The process: The network groups get ample opportunity while they assist the victims to be in direct contact with institutions and officers that investigate torture cases. It was mentioned earlier that the SIU have filed over sixty cases in the High Courts of Sri Lanka. The procedure at the High Court starts with an indictment, which includes all the documentation that the prosecutor will rely upon during the trial. Logically, an indictment is a wealth of information. This includes, the statements collected from the victims and witnesses, statements from alleged perpetrators and witnesses they rely on, medical reports from doctors, extracts of records from police books, sketches drawn by the police investigators and their investigative notes. In some cases there will also be DNA reports and other forensic reports. The network has collected a large number of indictments which form tremendous resource materials to study about practices of torture in Sri Lanka. Otherwise inaccessibility of many of these documents enhances its significance.

Thus far, the SIU has been about to file indictments in very few cases. This is indicative of the non availability of officers for investigations. These officers are senior in rank and position. The experiences of these persons are highly valuable. We document the experiences of these officers in a systematic manner, for which a research project has already been launched.

The police officers who conduct inquiries into torture, other than those attached with the SIU, is also our target of study. The network uses the opportunity they get while assisting the victim to gather information and generate ideas about the functioning of these officers. In this process we gather departmental circulars and other forms of instructions concerning various matters of discipline in the police and about the disciplinary process.

The strategy: The study and analysis about persons and institutions inquiring into torture is of critical relevance. The strategy adopted to reach this end is twofold. The members of the network group generate data about the process of investigation and officers, through the interaction they have with these institutions and the personnel. Such information is the windfall they gain while working with the victim; it might not always be focused though highly relevant.

The strategy next is to employ a dedicated study about the work of these agencies. The research project earlier mentioned is designed for meeting as many officers as possible. The research team includes a retired senior police officer who would facilitate inquiries with the police officers.  They interview the officers on the basis of questionnaires and interview schedules on a range of aspects of their work. Already many facets of investigations into torture have been revealed by this process.

The Prosecuting Branch

The Attorney General’s Department is in charge of prosecutions in Sri Lanka. Investigation and prosecution divisions work in mutual exclusivity in Sri Lanka. The Attorney General’s office does not exercise any supervisory power over investigations of torture cases conducted by the police department or by the SIU. So is the case with any other criminal investigations by the police. This absence of a supervisory role has been criticized by various persons including some committees headed by officers of the Attorney General’s Department itself.

Recorded data:
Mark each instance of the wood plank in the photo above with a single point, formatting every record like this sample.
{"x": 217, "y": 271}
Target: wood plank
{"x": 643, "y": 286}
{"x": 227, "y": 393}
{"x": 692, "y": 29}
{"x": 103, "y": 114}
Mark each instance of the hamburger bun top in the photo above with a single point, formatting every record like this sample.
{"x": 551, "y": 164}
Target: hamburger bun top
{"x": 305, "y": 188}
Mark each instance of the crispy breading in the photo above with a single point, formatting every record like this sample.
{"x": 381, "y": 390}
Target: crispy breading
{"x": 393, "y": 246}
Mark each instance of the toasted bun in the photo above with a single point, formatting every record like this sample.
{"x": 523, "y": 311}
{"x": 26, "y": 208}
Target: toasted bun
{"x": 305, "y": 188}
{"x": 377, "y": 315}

COMPLETE THE FOLLOWING |
(a) Which body is in charge of prosecutions in Sri Lanka, according to the text on torture investigations?
(b) Rewrite the text on torture investigations, starting at "The Prosecuting Branch" and ending at "General’s Department itself.", with "criticized" replaced by "faulted".

SOLUTION SET |
(a) The Attorney General’s Department is in charge of prosecutions in Sri Lanka.

(b)
The Prosecuting Branch

The Attorney General’s Department is in charge of prosecutions in Sri Lanka. Investigation and prosecution divisions work in mutual exclusivity in Sri Lanka. The Attorney General’s office does not exercise any supervisory power over investigations of torture cases conducted by the police department or by the SIU. So is the case with any other criminal investigations by the police. This absence of a supervisory role has been faulted by various persons including some committees headed by officers of the Attorney General’s Department itself.